TEXTO APRESENTADO
O alto comando nazista identificou na linguagem um campo de batalha tão significativo quanto o militar. Judeus recrutados para fazer o enterro dos restos mortais de milhares de seus semelhantes eram impedidos de se referir a eles como “corpos” e só podiam tratá-los como “coisas” ou outros termos impessoais. Com relação à situação dos Guarani Kaiowá, o que o filme de Carelli mostra é que a apropriação de vocabulário e o apagamento da memória são também partes integrantes do modus operandi que favorece a perpetuação do genocídio indígena.
Um evento organizado por ruralistas se denomina Fórum da Resistência, com discursos acalorados sobre as “invasões” dos índios; um deputado federal inverte o velho discurso da esquerda sobre o imperialismo americano e alerta para o perigo de o rei da Noruega, ao apoiar financeiramente a causa indígena, estar escondendo as suas intenções de domínio do território; outra excelência usa uma lógica fronteiriça atual para ridicularizar a situação de um povo que ocupava tal território bem antes da Guerra do Paraguai.

LISTA DE MATERIAL
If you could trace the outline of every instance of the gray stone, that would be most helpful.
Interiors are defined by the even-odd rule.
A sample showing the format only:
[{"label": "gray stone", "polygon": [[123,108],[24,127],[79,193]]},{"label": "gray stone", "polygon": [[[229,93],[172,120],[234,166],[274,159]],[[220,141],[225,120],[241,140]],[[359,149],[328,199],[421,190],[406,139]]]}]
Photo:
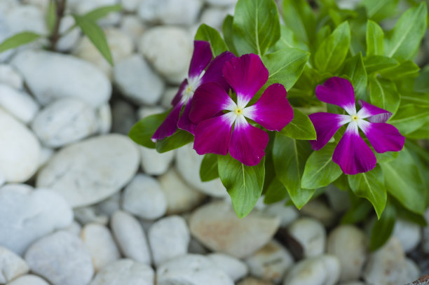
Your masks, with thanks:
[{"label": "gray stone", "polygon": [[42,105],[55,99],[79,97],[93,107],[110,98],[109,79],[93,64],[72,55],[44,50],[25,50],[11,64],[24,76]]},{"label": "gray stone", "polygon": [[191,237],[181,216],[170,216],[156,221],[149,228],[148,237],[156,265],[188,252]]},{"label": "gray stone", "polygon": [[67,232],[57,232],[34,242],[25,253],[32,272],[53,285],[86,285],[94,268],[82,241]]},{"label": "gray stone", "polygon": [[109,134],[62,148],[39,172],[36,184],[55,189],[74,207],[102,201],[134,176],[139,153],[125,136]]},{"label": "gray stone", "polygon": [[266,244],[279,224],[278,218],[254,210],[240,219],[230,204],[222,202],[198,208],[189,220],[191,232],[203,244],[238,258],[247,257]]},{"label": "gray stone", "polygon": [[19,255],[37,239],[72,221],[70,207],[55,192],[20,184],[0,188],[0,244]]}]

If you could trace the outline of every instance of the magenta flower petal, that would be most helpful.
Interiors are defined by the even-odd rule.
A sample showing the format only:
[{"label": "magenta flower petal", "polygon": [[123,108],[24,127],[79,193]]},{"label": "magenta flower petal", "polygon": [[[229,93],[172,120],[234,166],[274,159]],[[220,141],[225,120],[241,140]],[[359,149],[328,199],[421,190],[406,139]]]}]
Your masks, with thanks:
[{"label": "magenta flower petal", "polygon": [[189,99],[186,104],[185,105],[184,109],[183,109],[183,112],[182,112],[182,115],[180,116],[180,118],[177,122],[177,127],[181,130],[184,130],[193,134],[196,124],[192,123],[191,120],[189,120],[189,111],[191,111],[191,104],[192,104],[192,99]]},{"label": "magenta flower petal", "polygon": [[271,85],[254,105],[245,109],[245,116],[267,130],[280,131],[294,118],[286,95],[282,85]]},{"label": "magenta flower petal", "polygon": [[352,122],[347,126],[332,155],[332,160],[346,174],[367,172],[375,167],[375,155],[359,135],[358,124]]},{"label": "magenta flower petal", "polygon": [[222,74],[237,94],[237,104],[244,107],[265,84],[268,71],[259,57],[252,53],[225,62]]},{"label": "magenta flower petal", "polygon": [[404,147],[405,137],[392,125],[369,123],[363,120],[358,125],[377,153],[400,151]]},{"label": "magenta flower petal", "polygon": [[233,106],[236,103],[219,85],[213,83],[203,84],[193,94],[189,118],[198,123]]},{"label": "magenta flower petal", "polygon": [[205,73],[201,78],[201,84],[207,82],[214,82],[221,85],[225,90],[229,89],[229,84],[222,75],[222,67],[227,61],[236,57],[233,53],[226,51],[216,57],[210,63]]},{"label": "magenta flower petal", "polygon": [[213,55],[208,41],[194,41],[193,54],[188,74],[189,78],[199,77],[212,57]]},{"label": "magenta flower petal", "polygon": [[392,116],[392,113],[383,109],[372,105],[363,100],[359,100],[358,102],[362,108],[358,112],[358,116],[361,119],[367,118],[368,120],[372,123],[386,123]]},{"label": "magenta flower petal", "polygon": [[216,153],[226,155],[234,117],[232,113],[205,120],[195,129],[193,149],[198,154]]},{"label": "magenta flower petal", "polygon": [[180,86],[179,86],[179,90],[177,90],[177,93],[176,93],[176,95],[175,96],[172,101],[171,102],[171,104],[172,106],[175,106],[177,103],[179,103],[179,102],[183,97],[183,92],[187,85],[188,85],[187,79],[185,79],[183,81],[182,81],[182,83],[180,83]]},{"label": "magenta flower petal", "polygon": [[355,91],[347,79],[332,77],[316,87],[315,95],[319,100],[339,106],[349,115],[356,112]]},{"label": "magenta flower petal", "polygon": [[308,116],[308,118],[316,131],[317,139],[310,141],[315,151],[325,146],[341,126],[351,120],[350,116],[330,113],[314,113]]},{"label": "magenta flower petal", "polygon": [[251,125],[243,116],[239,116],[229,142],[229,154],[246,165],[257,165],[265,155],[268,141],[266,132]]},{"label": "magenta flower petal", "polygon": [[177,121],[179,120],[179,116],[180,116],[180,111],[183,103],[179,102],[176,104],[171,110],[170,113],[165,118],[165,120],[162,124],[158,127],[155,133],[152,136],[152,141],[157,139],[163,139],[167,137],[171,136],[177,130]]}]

TAREFA 1
Responda com base no texto apresentado:
(a) Como os judeus recrutados para os enterros podiam se referir aos restos mortais?
(b) Qual nome leva o evento organizado por ruralistas?
(c) Segundo o deputado federal, quem poderia estar escondendo intenções de domínio do território?
TAREFA 2
Reproduza, por favor, o trecho do texto apresentado que vai de "O alto comando" até "do genocídio indígena.".
O material não é necessário.

RESULTADO FINAL 1
(a) Só podiam tratá-los como “coisas” ou outros termos impessoais.
(b) Fórum da Resistência.
(c) O rei da Noruega.

RESULTADO FINAL 2
O alto comando nazista identificou na linguagem um campo de batalha tão significativo quanto o militar. Judeus recrutados para fazer o enterro dos restos mortais de milhares de seus semelhantes eram impedidos de se referir a eles como “corpos” e só podiam tratá-los como “coisas” ou outros termos impessoais. Com relação à situação dos Guarani Kaiowá, o que o filme de Carelli mostra é que a apropriação de vocabulário e o apagamento da memória são também partes integrantes do modus operandi que favorece a perpetuação do genocídio indígena.